#### The data

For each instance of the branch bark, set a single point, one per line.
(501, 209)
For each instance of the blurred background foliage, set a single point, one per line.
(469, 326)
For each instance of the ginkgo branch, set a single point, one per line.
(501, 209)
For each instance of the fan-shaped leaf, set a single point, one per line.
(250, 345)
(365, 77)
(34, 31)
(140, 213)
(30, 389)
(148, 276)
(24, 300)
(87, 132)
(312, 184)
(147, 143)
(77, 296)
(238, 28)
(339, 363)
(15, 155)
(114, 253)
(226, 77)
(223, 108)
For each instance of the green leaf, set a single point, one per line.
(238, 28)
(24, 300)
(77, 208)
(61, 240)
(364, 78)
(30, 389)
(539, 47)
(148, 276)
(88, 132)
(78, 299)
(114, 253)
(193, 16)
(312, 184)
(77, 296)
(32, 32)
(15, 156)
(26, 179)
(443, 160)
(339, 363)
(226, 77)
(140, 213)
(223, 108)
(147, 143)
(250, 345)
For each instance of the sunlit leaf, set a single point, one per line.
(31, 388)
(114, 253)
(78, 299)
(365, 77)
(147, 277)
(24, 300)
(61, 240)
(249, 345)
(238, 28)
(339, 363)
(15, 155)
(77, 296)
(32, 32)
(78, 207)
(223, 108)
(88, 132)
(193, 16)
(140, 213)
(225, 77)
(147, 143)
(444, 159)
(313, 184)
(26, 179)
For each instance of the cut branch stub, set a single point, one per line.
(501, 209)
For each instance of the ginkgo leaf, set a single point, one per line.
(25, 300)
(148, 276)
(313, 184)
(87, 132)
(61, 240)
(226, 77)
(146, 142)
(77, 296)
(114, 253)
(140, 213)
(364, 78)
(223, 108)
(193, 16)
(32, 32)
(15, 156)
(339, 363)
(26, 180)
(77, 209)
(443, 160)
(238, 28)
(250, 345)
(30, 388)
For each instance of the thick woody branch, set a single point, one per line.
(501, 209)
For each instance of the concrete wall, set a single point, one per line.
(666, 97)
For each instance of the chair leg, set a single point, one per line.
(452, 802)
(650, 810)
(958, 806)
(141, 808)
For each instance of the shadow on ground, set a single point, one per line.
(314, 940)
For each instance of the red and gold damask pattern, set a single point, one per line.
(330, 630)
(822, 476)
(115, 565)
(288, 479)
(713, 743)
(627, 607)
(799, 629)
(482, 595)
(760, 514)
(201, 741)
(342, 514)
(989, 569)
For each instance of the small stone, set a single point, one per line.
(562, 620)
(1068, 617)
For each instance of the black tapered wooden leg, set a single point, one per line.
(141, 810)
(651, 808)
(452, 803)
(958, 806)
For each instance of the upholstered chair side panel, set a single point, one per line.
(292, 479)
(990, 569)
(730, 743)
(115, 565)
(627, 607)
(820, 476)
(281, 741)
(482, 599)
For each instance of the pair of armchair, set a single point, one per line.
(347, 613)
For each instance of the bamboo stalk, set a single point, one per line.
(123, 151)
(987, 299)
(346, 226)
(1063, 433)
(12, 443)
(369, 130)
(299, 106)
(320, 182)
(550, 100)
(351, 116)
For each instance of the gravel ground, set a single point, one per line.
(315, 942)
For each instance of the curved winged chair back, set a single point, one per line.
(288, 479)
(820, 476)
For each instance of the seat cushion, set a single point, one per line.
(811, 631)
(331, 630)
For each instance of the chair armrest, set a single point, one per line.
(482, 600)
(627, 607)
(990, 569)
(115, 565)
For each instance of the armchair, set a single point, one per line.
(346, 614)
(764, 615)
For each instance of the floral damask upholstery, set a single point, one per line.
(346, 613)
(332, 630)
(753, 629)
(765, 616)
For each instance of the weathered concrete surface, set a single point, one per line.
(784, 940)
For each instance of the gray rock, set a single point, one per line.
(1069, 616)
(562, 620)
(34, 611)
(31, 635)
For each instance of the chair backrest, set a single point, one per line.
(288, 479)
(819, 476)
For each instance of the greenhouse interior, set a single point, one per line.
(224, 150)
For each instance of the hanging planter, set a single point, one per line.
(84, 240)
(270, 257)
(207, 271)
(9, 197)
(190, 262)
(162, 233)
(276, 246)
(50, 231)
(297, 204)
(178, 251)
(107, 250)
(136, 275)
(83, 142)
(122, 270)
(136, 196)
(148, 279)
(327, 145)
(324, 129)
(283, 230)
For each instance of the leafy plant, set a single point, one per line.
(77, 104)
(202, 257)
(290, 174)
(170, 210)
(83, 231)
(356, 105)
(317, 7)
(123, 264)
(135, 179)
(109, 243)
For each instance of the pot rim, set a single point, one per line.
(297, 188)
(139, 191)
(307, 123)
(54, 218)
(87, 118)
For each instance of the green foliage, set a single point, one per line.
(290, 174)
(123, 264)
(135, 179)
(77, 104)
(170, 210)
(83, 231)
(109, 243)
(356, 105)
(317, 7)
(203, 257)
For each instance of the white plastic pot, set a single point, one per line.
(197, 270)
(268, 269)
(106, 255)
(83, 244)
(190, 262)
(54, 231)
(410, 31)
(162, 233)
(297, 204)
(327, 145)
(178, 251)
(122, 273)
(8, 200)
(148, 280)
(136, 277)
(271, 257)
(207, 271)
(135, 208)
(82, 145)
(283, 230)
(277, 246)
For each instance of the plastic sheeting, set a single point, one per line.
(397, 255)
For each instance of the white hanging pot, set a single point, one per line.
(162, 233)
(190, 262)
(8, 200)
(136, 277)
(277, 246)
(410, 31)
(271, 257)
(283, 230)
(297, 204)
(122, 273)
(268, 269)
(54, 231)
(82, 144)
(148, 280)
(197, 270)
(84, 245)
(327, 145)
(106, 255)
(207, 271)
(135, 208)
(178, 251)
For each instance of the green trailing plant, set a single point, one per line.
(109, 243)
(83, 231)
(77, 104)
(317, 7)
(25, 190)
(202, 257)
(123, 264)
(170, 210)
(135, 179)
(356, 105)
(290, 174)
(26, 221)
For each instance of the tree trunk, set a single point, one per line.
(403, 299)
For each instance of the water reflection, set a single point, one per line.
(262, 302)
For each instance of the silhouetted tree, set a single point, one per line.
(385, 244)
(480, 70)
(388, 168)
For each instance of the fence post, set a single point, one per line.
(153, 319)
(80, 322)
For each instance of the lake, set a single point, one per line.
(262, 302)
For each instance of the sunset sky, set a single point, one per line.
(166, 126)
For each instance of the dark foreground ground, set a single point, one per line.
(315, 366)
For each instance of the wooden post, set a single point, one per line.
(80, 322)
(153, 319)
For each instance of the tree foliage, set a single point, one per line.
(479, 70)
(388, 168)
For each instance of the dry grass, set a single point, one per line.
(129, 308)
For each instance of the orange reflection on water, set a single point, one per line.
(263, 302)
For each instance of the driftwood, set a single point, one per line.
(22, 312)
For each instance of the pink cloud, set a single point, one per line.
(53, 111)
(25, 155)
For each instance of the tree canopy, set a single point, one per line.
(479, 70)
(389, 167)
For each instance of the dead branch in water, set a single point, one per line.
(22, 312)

#### Exercise description
The data must be duplicated exactly, with nothing left out.

#### Exercise solution
For each instance of the branch bark, set a single point, one per line.
(501, 209)
For each instance of the blurred background foliage, set a single point, one per line.
(469, 326)
For each instance of the ginkgo branch, set a single point, one per line.
(501, 209)
For each instance of the fan-shaped leaf, set a single point, one per line.
(250, 345)
(365, 77)
(34, 31)
(140, 213)
(30, 389)
(148, 276)
(24, 300)
(87, 132)
(312, 184)
(147, 143)
(77, 296)
(238, 28)
(339, 363)
(15, 155)
(114, 253)
(226, 77)
(223, 108)
For each instance of the green leaf, set a single point, one per line.
(238, 28)
(24, 300)
(77, 208)
(61, 240)
(364, 78)
(30, 389)
(539, 47)
(148, 276)
(88, 132)
(78, 299)
(114, 253)
(193, 16)
(312, 184)
(77, 296)
(32, 32)
(15, 156)
(26, 179)
(443, 160)
(339, 363)
(226, 77)
(140, 213)
(223, 108)
(147, 143)
(250, 345)
For each instance of the sunlit leaf, set a single point, one per line.
(31, 388)
(114, 253)
(78, 299)
(365, 77)
(147, 277)
(24, 300)
(61, 240)
(249, 345)
(238, 28)
(339, 363)
(15, 155)
(77, 296)
(32, 32)
(78, 207)
(223, 108)
(88, 132)
(193, 16)
(140, 213)
(225, 77)
(147, 143)
(444, 159)
(313, 184)
(26, 179)
For each instance of the cut branch stub, set a single point, one per line.
(501, 209)
For each instance of the ginkgo leaf, set a single point, one per line.
(25, 300)
(148, 276)
(313, 184)
(87, 132)
(61, 240)
(226, 77)
(146, 142)
(77, 296)
(114, 253)
(140, 213)
(364, 78)
(223, 108)
(193, 16)
(32, 32)
(15, 156)
(339, 363)
(26, 180)
(77, 209)
(443, 160)
(238, 28)
(250, 345)
(30, 388)
For each instance of the thick woody branch, set a single point, one per line.
(501, 209)
For each instance of the concrete wall, set a single point, one per line.
(666, 97)
For each instance of the chair leg, set a single point, one per line.
(452, 802)
(650, 810)
(958, 806)
(141, 808)
For each instance of the shadow on ground, set a single point, one per line.
(314, 940)
For each instance of the red and gold damask pattern, set a single point, one per line.
(330, 630)
(822, 476)
(115, 565)
(288, 479)
(713, 743)
(627, 607)
(799, 629)
(482, 595)
(760, 514)
(201, 741)
(342, 514)
(989, 569)
For each instance of the small stone, set a single point, one per line.
(562, 620)
(1068, 617)
For each instance of the black tapered wooden leg, set a single point, one per line.
(141, 810)
(651, 808)
(452, 803)
(958, 806)
For each instance of the upholstered chair side panel, set a single point, one per line.
(292, 479)
(990, 569)
(730, 743)
(115, 565)
(627, 607)
(820, 476)
(281, 741)
(482, 599)
For each instance of the pair of armchair, set a single point, one per line.
(347, 613)
For each instance of the bamboo stalk, set a single point, one per line.
(123, 151)
(987, 299)
(346, 226)
(1063, 433)
(12, 443)
(369, 130)
(299, 106)
(320, 182)
(550, 100)
(351, 116)
For each instance of the gravel ground, set a single point, one per line.
(315, 942)
For each instance of the curved winged chair back, set a single point, one per line.
(288, 479)
(820, 476)
For each instance of the seat cushion, set a single point, one per line.
(811, 631)
(331, 630)
For each instance of the chair armrest, set a single point, one per line.
(482, 600)
(627, 607)
(990, 569)
(115, 565)
For each instance of the armchair, set a single point, one per line.
(346, 614)
(764, 615)
For each instance of the floral damask upholstery, set a single point, one per line.
(346, 613)
(332, 630)
(753, 629)
(765, 616)
For each instance of the weathered concrete surface, set a single point, one per line.
(784, 940)
For each instance of the gray rock, set a single point, one per line.
(1069, 616)
(562, 620)
(34, 611)
(31, 635)
For each instance of the chair backrest, set a single point, one per line.
(288, 479)
(819, 476)
For each instance of the greenhouse interior, set a single point, one per line.
(224, 150)
For each instance of the hanging planter, set a single point, one per line.
(84, 240)
(270, 257)
(207, 271)
(9, 197)
(190, 262)
(162, 233)
(276, 246)
(50, 231)
(297, 204)
(178, 251)
(107, 250)
(136, 275)
(83, 142)
(122, 270)
(136, 196)
(148, 279)
(327, 145)
(324, 129)
(283, 230)
For each instance of the leafy plant, set a single point, one per line.
(77, 104)
(202, 257)
(290, 174)
(170, 210)
(83, 231)
(356, 105)
(317, 7)
(123, 264)
(135, 179)
(109, 243)
For each instance of the pot rim, set a single point, one per line.
(297, 188)
(139, 191)
(307, 123)
(54, 218)
(87, 118)
For each instance of the green foliage, set a single point, one per line.
(290, 174)
(123, 264)
(135, 179)
(77, 104)
(170, 210)
(83, 231)
(109, 243)
(356, 105)
(317, 7)
(203, 257)
For each instance of the white plastic pot, set a single point, one per line.
(197, 270)
(268, 269)
(106, 255)
(83, 244)
(190, 262)
(54, 231)
(410, 31)
(162, 233)
(297, 204)
(327, 145)
(178, 251)
(122, 273)
(8, 200)
(148, 280)
(136, 277)
(271, 257)
(207, 271)
(135, 208)
(82, 145)
(283, 230)
(277, 246)
For each instance of the plastic sheeting, set a single point, one per line.
(397, 255)
For each instance of the white hanging pot, set a single point, one per line.
(162, 233)
(190, 262)
(8, 200)
(136, 277)
(277, 246)
(410, 31)
(271, 257)
(283, 230)
(297, 204)
(122, 273)
(268, 269)
(54, 231)
(82, 144)
(148, 280)
(197, 270)
(84, 245)
(327, 145)
(106, 255)
(207, 271)
(135, 208)
(178, 251)
For each instance of the green trailing plant, set a single point, one per line.
(109, 243)
(83, 231)
(77, 104)
(317, 7)
(25, 190)
(202, 257)
(123, 264)
(170, 210)
(135, 179)
(356, 105)
(290, 174)
(26, 221)
For each instance of the tree trunk, set a single point, one per line.
(403, 299)
For each instance of the water reflection, set a single point, one per line.
(262, 302)
For each instance of the silhouetted tree, set a single point, one per line.
(385, 244)
(480, 70)
(388, 168)
For each instance of the fence post, set a single point, one per line.
(153, 319)
(80, 322)
For each instance of the lake, set a single point, one per line.
(262, 302)
For each instance of the sunset sky, set a single point, one per line.
(166, 126)
For each instance of the dark foreground ground, set a single point, one per line.
(315, 366)
For each instance of the wooden post, set a single point, one per line.
(80, 322)
(153, 319)
For each instance of the tree foliage, set a single point, one per line.
(479, 70)
(388, 168)
For each instance of the dry grass, set a single point, one per line.
(129, 308)
For each instance of the orange reflection on water, set a single point, one per line.
(263, 302)
For each instance of the driftwood, set a single point, one per line.
(22, 312)
For each instance of the pink cloud, set a single point, one per line.
(53, 111)
(25, 155)
For each instance of the tree canopy, set a single point, one per line.
(479, 70)
(389, 167)
For each instance of the dead branch in water, set a single point, one per line.
(22, 312)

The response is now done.